*Your objective*: Using the blog post on inspiration and expectations, explain in one to three sentences why the writer warns against assuming we will always get what we want.

--- Source passage ---

Monday, 2 January 2017

Inspiration and expectations

For my first blog of 2017, I thought I'd share some words from a TV series I watched recently, finally, after recording it some months ago. The series was a dramatisation of the life of Sir Edmund Hillary, the first man to climb Everest, who then gave so much back to the people of Nepal by building schools and hospitals. He lost his wife and daughter in a plane crash in Nepal, and grieved deeply. I don't know if the words his character said were his own, or were dreamed up by the screenwriter, and I can't remember them perfectly, but they touched me nonetheless.

"I have been a lucky man," he said, as he came out of his grief and started looking to the future again. "I've achieved my dreams, and we don't expect* that to happen to many men (sic)."

Stretching for our dreams is a good thing, of course, as Sir Ed would 100% agree. But assuming we will achieve them, or on a lesser scale, simply assuming we will always get what we want, can set us up for difficulty and failure. Recovery when we feel cheated or denied is difficult. But I think that appreciating what we have, even after awful grief and loss, helps us move on.

--- Record set ---

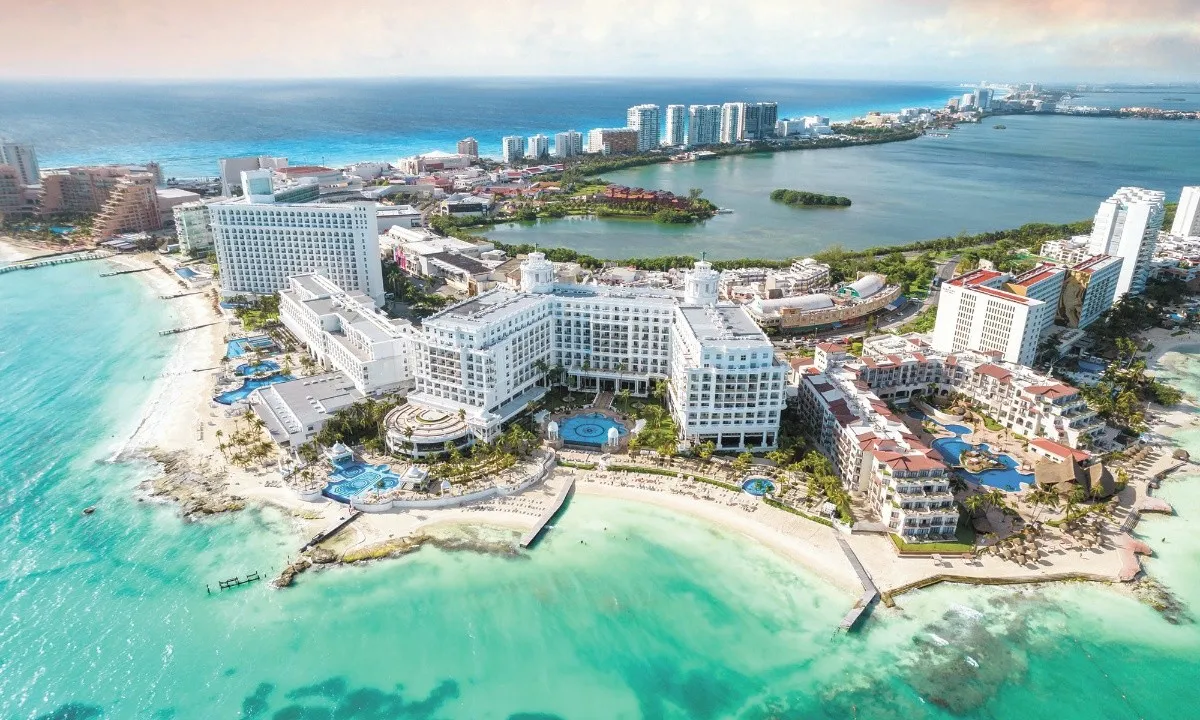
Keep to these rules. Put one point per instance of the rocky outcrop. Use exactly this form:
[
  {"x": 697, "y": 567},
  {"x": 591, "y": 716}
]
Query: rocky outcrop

---

*Solution to the exercise*: The writer says that assuming we will achieve our dreams, or will always get what we want, can set us up for difficulty and failure. Recovery is hard when we feel cheated or denied. The writer adds that appreciating what we have, even after awful grief and loss, helps us move on.